» SOURCE PASSAGE
################
Meeting the global need for greener data

How new server CPUs have been optimised for performance per watt to improve datacenter sustainability metrics

Sponsored Feature The datacenter sector has made great strides in addressing the challenge of sustainability over the past 10 years. Despite the enormous rise in global demand for digital services, the emissions generated by the much larger volumes of data now being created and stored have been prevented from running rampant.

That's thanks in no small part to the energy efficiency measures taken by datacenter operators and their ongoing migration to renewable power sources.

But the battle is far from won. Substantial challenges lie ahead if the industry is to abide by pledges to achieve net-zero status within the next 20 years. The Climate Neutral Datacenter Pact is pushing for the sector's electricity consumption to be derived 75 percent from renewable or carbon-free sources by the end of 2025 for example, achieving 100 percent five years after that.
################
» RECORDS SHOWN
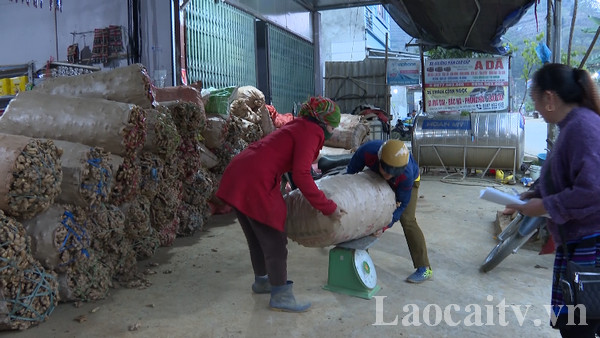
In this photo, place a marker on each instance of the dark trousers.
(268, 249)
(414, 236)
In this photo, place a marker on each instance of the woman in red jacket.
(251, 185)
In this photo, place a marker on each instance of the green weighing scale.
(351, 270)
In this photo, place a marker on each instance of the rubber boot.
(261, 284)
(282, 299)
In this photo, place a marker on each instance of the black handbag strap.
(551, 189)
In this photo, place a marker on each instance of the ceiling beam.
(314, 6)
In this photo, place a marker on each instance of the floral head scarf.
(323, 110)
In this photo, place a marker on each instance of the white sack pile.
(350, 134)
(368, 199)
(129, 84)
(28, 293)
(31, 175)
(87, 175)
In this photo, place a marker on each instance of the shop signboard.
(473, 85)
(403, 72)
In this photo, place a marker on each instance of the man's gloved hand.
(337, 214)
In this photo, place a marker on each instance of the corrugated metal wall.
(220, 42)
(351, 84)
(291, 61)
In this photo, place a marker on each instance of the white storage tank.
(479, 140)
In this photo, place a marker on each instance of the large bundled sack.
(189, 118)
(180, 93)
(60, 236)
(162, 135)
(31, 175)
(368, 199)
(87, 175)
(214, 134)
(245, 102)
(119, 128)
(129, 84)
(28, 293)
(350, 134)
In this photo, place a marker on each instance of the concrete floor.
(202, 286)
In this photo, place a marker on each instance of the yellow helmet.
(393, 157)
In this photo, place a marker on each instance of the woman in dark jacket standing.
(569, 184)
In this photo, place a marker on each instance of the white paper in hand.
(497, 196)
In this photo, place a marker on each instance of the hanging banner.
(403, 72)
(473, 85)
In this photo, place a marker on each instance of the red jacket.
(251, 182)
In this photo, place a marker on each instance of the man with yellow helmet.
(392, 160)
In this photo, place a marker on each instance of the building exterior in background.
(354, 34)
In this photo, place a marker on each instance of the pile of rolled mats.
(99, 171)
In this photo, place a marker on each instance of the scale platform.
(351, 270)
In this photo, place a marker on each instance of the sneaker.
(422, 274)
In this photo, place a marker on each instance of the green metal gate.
################
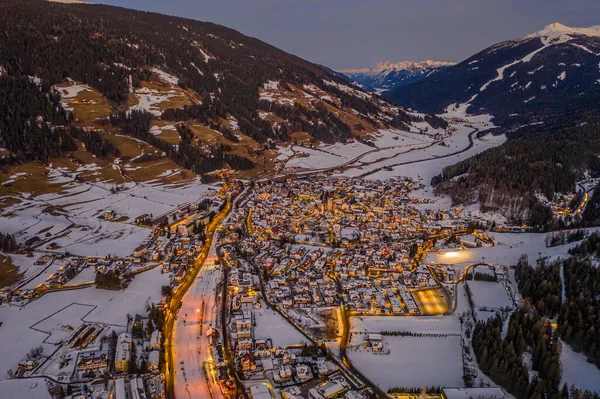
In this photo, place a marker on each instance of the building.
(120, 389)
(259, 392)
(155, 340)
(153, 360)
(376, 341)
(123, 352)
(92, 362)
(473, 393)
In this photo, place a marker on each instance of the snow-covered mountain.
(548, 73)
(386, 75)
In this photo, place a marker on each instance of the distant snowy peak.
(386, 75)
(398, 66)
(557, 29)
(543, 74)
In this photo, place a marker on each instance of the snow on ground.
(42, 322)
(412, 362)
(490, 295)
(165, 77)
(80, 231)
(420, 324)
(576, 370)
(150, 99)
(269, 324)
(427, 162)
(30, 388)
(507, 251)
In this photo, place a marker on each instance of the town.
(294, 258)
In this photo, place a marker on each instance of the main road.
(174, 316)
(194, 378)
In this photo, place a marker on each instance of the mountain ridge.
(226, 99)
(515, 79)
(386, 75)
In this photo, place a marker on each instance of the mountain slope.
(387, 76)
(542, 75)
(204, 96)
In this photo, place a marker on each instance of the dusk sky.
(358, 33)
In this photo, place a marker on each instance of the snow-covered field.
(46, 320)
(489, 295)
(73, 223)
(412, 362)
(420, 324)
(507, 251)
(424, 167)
################
» INSTRUCTIONS
- 1) Answer these questions about the datacenter sustainability passage:
(a) Over what period does it say the datacenter sector has made great strides on sustainability?
(b) Within how many years must the industry reach net-zero status to keep its pledges?
(c) What share of the sector's electricity does the Climate Neutral Datacenter Pact want from renewable or carbon-free sources by the end of 2025?
- 2) Copy word for word the stretch of the datacenter sustainability passage from "Sponsored Feature The" through "years after that.".

» EXERCISE SOLUTIONS
- 1)
(a) The past 10 years.
(b) The next 20 years.
(c) 75 percent.

- 2)
Sponsored Feature The datacenter sector has made great strides in addressing the challenge of sustainability over the past 10 years. Despite the enormous rise in global demand for digital services, the emissions generated by the much larger volumes of data now being created and stored have been prevented from running rampant.

That's thanks in no small part to the energy efficiency measures taken by datacenter operators and their ongoing migration to renewable power sources.

But the battle is far from won. Substantial challenges lie ahead if the industry is to abide by pledges to achieve net-zero status within the next 20 years. The Climate Neutral Datacenter Pact is pushing for the sector's electricity consumption to be derived 75 percent from renewable or carbon-free sources by the end of 2025 for example, achieving 100 percent five years after that.